**What this task involves**: Your task is to print each record exactly as it reads.

::::::

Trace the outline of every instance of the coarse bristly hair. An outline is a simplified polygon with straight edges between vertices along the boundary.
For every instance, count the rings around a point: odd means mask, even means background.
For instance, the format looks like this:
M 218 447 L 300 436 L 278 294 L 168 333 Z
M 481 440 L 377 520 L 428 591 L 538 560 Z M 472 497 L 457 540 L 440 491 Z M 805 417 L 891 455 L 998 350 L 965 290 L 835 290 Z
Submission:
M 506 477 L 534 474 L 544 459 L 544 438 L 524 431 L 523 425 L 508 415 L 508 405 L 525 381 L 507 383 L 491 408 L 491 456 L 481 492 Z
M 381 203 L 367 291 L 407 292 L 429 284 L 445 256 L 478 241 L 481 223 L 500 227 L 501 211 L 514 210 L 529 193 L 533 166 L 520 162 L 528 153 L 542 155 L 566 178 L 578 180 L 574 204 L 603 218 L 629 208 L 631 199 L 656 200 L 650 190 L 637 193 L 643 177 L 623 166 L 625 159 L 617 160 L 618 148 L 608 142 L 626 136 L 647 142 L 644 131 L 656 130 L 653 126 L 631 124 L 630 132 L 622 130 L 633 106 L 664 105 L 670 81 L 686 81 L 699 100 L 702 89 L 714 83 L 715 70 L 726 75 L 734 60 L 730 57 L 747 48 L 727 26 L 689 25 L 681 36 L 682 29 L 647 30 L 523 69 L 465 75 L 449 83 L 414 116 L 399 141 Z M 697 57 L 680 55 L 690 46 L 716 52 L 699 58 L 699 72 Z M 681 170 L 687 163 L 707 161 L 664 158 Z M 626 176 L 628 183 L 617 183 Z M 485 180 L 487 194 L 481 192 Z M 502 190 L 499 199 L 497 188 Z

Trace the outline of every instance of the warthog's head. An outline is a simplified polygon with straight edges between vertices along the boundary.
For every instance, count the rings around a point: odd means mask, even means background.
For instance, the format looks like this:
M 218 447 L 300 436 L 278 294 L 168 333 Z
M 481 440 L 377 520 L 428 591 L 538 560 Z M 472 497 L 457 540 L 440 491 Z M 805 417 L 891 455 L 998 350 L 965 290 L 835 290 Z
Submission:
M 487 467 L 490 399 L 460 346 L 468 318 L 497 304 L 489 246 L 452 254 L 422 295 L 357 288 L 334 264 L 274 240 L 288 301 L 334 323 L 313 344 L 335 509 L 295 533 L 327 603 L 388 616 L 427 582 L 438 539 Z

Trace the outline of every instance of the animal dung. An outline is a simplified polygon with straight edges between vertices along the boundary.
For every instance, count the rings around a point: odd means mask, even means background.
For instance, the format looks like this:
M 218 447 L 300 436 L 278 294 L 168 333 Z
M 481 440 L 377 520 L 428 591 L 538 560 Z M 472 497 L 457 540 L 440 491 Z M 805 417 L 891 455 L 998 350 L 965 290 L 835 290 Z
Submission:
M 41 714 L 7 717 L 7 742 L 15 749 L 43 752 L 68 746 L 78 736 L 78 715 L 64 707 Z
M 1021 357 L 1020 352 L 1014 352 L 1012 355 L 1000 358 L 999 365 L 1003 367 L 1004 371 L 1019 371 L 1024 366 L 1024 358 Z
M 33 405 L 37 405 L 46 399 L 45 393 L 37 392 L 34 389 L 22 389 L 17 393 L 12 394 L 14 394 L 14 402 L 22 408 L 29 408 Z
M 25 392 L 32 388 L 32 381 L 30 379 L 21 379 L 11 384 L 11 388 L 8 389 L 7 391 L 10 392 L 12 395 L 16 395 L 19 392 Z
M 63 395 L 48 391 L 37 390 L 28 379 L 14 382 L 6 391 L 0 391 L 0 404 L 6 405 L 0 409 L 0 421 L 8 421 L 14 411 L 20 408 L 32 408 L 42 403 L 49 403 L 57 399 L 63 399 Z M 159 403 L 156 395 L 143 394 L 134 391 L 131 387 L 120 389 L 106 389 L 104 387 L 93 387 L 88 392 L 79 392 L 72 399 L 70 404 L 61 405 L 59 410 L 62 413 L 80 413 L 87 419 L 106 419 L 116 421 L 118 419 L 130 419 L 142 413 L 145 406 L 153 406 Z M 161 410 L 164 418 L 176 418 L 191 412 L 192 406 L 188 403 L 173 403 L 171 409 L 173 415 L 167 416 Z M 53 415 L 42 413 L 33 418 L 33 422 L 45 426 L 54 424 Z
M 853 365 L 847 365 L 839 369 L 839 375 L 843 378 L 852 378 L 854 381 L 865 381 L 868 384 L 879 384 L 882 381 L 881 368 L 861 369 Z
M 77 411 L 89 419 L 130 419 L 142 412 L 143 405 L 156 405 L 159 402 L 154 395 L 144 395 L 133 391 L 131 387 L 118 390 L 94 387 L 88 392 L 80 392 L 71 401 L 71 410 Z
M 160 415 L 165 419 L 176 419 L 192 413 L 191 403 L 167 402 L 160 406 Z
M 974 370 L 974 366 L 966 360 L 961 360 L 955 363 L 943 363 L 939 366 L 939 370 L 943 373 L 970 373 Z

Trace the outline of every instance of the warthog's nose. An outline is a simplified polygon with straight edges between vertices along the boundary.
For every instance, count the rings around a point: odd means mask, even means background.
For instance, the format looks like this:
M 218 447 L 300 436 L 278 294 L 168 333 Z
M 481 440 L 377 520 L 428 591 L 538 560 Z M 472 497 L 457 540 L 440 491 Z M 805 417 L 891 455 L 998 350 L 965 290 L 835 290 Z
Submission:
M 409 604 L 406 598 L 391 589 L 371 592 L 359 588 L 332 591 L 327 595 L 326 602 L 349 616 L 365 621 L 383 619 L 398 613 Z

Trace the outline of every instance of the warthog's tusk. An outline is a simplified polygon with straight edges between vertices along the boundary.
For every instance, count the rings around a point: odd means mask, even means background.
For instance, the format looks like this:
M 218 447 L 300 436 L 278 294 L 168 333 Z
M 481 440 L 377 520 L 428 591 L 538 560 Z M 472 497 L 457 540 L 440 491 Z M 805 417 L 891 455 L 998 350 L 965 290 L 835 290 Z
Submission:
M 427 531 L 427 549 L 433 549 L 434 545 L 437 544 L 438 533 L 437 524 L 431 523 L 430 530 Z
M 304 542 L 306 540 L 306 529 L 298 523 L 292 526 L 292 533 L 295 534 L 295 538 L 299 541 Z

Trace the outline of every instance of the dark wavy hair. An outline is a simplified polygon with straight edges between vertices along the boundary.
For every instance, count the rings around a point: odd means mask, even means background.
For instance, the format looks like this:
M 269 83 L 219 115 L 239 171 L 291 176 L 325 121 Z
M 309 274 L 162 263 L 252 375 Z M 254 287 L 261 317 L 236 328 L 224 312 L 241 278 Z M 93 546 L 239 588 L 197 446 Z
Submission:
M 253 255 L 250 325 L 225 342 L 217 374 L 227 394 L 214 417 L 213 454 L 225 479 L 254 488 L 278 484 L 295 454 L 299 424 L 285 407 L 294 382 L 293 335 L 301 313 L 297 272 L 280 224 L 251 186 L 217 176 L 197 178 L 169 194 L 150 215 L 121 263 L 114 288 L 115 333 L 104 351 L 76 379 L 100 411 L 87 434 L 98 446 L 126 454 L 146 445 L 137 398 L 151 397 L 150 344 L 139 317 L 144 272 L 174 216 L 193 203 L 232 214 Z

::::::

**Finished task**:
Trace the outline of every instance of the coarse bristly hair. An outline is a simplified polygon with straight edges between vertices along the boundary.
For every instance, count the rings around a point: odd means mask, even means background.
For instance, the format looks like this:
M 218 447 L 300 436 L 278 294 L 168 333 Z
M 481 440 L 377 520 L 428 591 L 538 560 Z M 472 497 L 457 540 L 440 491 Z M 805 417 L 891 455 L 998 350 L 965 290 L 835 290 Z
Submission:
M 506 477 L 534 474 L 544 459 L 544 438 L 524 431 L 523 425 L 508 415 L 508 405 L 525 381 L 507 383 L 491 408 L 491 456 L 481 492 Z
M 381 203 L 367 291 L 407 292 L 429 284 L 445 256 L 478 241 L 481 223 L 500 227 L 501 211 L 514 210 L 529 193 L 533 166 L 520 162 L 528 153 L 542 155 L 566 178 L 578 180 L 574 204 L 603 218 L 629 208 L 631 199 L 656 200 L 650 190 L 637 193 L 643 177 L 623 166 L 625 159 L 617 160 L 618 148 L 608 142 L 626 136 L 647 142 L 644 131 L 656 130 L 653 126 L 631 124 L 630 132 L 622 130 L 633 106 L 664 105 L 670 81 L 686 81 L 699 100 L 702 89 L 714 83 L 715 70 L 726 75 L 734 60 L 730 57 L 747 48 L 727 26 L 689 25 L 681 36 L 682 29 L 647 30 L 523 69 L 465 75 L 449 83 L 414 116 L 399 141 Z M 697 57 L 680 55 L 690 46 L 716 52 L 699 58 L 699 72 Z M 681 170 L 687 163 L 707 161 L 664 158 Z M 626 176 L 628 183 L 617 183 Z M 485 180 L 487 194 L 481 192 Z M 502 190 L 499 199 L 497 188 Z

Trace the outline of every instance of the warthog's head. An outline is a simplified polygon with straight edges between vertices along the boundary.
For every instance, count the rings around a point: odd means mask, even means background.
For instance, the format looks like this:
M 218 447 L 300 436 L 278 294 L 168 333 Z
M 481 440 L 377 520 L 428 591 L 538 560 Z M 472 497 L 457 540 L 440 491 Z M 805 417 L 891 455 L 998 350 L 965 290 L 835 290 Z
Submission:
M 487 467 L 490 399 L 460 346 L 468 318 L 497 304 L 489 246 L 452 254 L 422 295 L 357 288 L 334 264 L 274 240 L 288 301 L 334 323 L 313 344 L 335 509 L 295 533 L 327 603 L 388 616 L 427 582 L 438 539 Z

Trace the outline of every instance of the animal dung. An outline is a simplified polygon with straight edges between vertices along the boundary.
For every instance, count the rings around a point: odd means mask, even means background.
For instance, the format looks like this:
M 218 447 L 300 436 L 278 294 L 168 333 Z
M 481 440 L 377 520 L 428 591 L 538 560 Z M 472 497 L 457 540 L 440 491 Z M 805 417 L 891 455 L 998 350 L 965 290 L 835 290 Z
Submission:
M 41 714 L 7 717 L 7 742 L 15 749 L 43 752 L 68 746 L 78 736 L 78 715 L 64 707 Z
M 1021 357 L 1020 352 L 1014 352 L 1012 355 L 1000 358 L 999 365 L 1003 367 L 1004 371 L 1019 371 L 1024 366 L 1024 358 Z
M 33 405 L 37 405 L 46 399 L 45 393 L 37 392 L 34 389 L 22 389 L 17 393 L 12 394 L 14 394 L 14 402 L 22 408 L 29 408 Z
M 25 392 L 32 388 L 32 381 L 30 379 L 21 379 L 11 384 L 11 388 L 8 389 L 7 391 L 10 392 L 12 395 L 16 395 L 19 392 Z
M 63 395 L 48 391 L 37 390 L 28 379 L 14 382 L 6 391 L 0 391 L 0 404 L 6 405 L 0 409 L 0 421 L 8 421 L 14 411 L 20 408 L 32 408 L 42 403 L 49 403 L 57 399 L 63 399 Z M 159 403 L 156 395 L 143 394 L 134 391 L 131 387 L 120 389 L 106 389 L 104 387 L 93 387 L 88 392 L 79 392 L 72 399 L 70 404 L 61 405 L 59 410 L 62 413 L 80 413 L 87 419 L 106 419 L 116 421 L 118 419 L 130 419 L 142 413 L 145 406 L 153 406 Z M 161 410 L 164 418 L 176 418 L 191 412 L 192 406 L 188 403 L 173 403 L 171 409 L 173 415 L 167 416 Z M 53 415 L 42 413 L 33 418 L 33 422 L 45 426 L 54 424 Z
M 853 365 L 847 365 L 839 369 L 839 375 L 843 378 L 852 378 L 854 381 L 865 381 L 868 384 L 879 384 L 882 381 L 881 368 L 861 369 Z
M 77 411 L 89 419 L 130 419 L 142 412 L 143 405 L 156 405 L 159 402 L 154 395 L 144 395 L 133 391 L 131 387 L 118 390 L 94 387 L 88 392 L 80 392 L 71 401 L 71 410 Z
M 160 415 L 165 419 L 176 419 L 192 413 L 191 403 L 167 402 L 160 406 Z
M 974 370 L 974 366 L 966 360 L 961 360 L 955 363 L 943 363 L 939 366 L 939 370 L 943 373 L 970 373 Z

Trace the outline of every instance of the warthog's nose. An outline is a simplified polygon with straight edges between vertices along the boundary.
For every instance, count the rings around a point: odd means mask, even means background.
For instance, the format looks like this:
M 218 447 L 300 436 L 278 294 L 168 333 Z
M 481 440 L 377 520 L 428 591 L 538 560 Z M 472 497 L 457 540 L 440 491 Z M 805 417 L 891 455 L 998 350 L 965 290 L 835 290 Z
Submission:
M 409 604 L 406 598 L 391 589 L 371 592 L 359 588 L 332 591 L 327 595 L 326 602 L 349 616 L 365 621 L 383 619 L 398 613 Z

Trace the outline of every instance of the warthog's tusk. An outline is a simplified polygon with straight edges between vertices along the boundary.
For every instance, count the rings around a point: odd means mask, even means background.
For instance, the format looks like this:
M 218 447 L 300 436 L 278 294 L 168 333 Z
M 481 440 L 377 520 L 428 591 L 538 560 Z M 472 497 L 457 540 L 440 491 Z M 805 417 L 891 455 L 998 350 L 965 290 L 835 290 Z
Submission:
M 427 531 L 427 549 L 433 549 L 434 545 L 437 544 L 438 533 L 437 524 L 431 523 L 430 530 Z
M 304 542 L 306 540 L 306 529 L 298 523 L 292 526 L 292 533 L 295 534 L 295 538 L 299 541 Z

Trace the outline of every instance of the dark wavy hair. An outline is a simplified polygon with straight edges between vertices along the boundary.
For every instance, count the rings around a point: odd means mask, even means background.
For instance, the format looks like this:
M 269 83 L 219 115 L 239 171 L 291 176 L 325 121 Z
M 309 274 L 162 263 L 252 375 Z M 254 287 L 261 317 L 236 328 L 224 312 L 241 278 Z M 93 546 L 239 588 L 197 446 Z
Submission:
M 253 255 L 250 325 L 225 342 L 217 374 L 227 394 L 214 417 L 213 454 L 225 479 L 254 488 L 278 484 L 295 454 L 299 424 L 285 407 L 294 382 L 293 335 L 301 313 L 297 272 L 280 224 L 251 186 L 217 176 L 197 178 L 169 194 L 150 215 L 121 263 L 114 288 L 115 333 L 104 351 L 76 379 L 100 411 L 87 434 L 98 446 L 126 454 L 146 445 L 137 398 L 151 397 L 150 344 L 139 317 L 144 272 L 174 216 L 193 203 L 232 214 Z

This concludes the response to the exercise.